## PROBLEM DETAILS:
Show every line in the entries below that contains the word "black", copying each such line in full.

============

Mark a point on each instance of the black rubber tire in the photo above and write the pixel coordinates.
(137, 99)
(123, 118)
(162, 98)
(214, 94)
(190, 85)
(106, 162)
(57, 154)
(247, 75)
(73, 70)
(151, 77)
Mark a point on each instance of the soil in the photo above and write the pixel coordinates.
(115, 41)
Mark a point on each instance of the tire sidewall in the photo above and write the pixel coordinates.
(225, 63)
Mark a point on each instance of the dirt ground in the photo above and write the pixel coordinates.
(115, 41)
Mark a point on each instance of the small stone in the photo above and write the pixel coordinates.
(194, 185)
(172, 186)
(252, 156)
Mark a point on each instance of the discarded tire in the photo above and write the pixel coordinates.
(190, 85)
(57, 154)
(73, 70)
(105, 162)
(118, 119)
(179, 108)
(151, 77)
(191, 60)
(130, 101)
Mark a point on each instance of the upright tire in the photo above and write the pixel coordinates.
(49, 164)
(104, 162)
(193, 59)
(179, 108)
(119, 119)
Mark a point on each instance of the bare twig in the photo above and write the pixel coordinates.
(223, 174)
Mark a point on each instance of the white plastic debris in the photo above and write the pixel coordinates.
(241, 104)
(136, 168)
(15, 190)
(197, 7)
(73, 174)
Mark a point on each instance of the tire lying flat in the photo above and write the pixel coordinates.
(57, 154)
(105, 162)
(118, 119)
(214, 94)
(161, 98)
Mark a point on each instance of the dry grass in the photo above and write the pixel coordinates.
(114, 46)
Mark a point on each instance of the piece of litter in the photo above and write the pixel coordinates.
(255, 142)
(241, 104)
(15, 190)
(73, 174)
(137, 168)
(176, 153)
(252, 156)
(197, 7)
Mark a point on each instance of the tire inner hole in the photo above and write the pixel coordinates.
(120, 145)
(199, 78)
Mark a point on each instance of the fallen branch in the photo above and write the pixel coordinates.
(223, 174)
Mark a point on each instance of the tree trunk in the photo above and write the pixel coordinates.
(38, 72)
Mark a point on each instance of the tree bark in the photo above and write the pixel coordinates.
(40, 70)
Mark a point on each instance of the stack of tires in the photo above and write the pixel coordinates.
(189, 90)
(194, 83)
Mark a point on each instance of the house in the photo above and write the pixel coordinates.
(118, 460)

============

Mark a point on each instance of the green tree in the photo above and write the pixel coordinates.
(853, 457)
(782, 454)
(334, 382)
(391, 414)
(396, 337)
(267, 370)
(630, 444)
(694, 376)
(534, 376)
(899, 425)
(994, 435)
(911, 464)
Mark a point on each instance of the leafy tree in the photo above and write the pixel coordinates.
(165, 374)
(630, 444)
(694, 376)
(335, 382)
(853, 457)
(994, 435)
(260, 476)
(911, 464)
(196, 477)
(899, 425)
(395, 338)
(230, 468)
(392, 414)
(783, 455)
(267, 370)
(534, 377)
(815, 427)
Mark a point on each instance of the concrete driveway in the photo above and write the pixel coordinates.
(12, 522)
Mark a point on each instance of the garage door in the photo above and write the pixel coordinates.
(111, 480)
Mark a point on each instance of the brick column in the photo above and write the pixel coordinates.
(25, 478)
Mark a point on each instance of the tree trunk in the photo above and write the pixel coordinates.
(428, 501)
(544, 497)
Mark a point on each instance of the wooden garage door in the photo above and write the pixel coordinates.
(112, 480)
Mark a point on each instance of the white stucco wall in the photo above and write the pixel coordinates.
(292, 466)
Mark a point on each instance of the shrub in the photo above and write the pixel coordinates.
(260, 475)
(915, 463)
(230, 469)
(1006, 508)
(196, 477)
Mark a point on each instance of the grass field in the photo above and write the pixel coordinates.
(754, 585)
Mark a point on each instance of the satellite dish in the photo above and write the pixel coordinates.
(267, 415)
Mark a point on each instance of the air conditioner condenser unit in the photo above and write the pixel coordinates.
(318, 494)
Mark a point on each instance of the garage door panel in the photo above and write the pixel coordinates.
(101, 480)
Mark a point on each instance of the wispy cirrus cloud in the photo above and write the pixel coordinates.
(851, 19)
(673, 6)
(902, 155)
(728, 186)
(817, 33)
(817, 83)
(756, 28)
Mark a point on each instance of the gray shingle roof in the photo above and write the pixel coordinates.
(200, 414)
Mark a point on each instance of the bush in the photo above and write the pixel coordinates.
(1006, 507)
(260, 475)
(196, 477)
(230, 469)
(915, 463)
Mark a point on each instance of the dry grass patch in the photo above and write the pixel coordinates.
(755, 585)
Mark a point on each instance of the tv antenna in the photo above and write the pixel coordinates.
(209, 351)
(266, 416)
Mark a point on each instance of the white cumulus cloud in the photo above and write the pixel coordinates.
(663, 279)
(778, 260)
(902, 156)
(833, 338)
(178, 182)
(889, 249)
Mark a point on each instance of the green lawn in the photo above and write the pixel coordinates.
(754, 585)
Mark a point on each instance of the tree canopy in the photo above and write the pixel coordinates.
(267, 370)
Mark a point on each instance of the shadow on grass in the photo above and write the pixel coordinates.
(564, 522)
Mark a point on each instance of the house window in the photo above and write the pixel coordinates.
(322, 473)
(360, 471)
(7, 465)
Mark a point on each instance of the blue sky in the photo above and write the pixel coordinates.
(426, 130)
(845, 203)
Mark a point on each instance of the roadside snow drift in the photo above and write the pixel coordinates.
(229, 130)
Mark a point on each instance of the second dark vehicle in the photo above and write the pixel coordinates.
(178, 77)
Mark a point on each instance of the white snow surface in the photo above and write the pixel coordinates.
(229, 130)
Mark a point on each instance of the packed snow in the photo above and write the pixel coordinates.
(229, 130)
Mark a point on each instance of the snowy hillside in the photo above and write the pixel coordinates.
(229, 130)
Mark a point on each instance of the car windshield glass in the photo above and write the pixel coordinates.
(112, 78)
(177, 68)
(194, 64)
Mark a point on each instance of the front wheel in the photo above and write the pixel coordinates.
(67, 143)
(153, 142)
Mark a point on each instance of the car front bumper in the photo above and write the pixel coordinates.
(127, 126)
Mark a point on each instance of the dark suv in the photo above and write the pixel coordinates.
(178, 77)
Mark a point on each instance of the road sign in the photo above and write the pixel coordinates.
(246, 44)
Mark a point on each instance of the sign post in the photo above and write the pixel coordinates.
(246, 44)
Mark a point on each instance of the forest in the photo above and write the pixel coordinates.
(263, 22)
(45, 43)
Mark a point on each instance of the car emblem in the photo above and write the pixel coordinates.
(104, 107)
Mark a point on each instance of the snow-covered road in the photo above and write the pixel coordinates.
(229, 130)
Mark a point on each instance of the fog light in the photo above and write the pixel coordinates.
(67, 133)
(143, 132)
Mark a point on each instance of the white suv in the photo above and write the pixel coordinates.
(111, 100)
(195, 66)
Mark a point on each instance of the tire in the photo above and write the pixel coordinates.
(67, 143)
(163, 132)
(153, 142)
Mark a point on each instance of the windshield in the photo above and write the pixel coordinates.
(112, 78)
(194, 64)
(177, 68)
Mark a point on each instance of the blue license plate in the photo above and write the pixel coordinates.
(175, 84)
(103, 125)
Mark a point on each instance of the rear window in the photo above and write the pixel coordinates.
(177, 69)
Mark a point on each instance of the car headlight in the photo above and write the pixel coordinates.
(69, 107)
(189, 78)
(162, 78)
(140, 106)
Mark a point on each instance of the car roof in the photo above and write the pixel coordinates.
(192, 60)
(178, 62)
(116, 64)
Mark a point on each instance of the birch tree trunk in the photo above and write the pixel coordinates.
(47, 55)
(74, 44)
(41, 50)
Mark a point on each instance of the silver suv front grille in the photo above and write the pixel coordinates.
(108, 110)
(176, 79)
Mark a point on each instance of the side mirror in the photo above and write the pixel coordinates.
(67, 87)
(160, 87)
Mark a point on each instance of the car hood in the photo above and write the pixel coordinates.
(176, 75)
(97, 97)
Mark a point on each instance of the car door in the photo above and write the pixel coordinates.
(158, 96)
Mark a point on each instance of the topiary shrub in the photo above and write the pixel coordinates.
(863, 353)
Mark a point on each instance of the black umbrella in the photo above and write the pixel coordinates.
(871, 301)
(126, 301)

============

## EXERCISE OUTPUT:
Mark a point on each instance of the black rubber tire in the photo above and write the pixel coordinates.
Mark a point on each instance of the black umbrella in the photo above and write the pixel coordinates.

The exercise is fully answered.